## WHAT YOU SHOULD DO
Please reproduce the material below word for word, omitting any pictures.

## EXTRACTED RECORDS

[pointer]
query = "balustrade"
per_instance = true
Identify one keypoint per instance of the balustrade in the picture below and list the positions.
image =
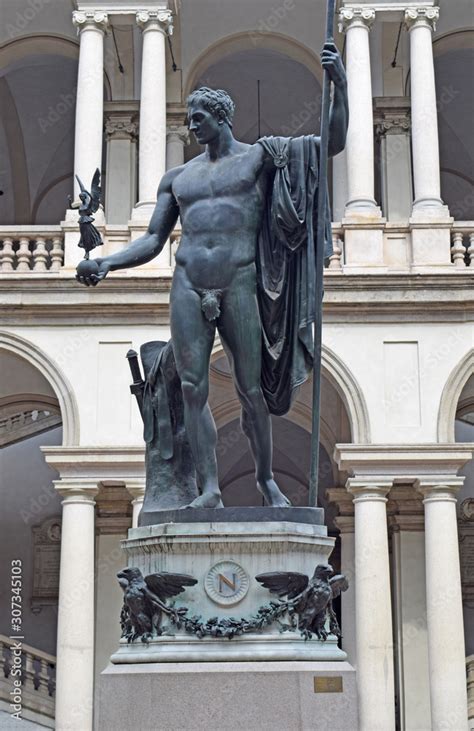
(39, 250)
(38, 679)
(35, 249)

## SOLVED PROBLEM
[pointer]
query = "balustrade"
per_instance = true
Identify one keypoint per instance of the balustrade in the picture below and list the positions.
image =
(39, 250)
(38, 679)
(35, 249)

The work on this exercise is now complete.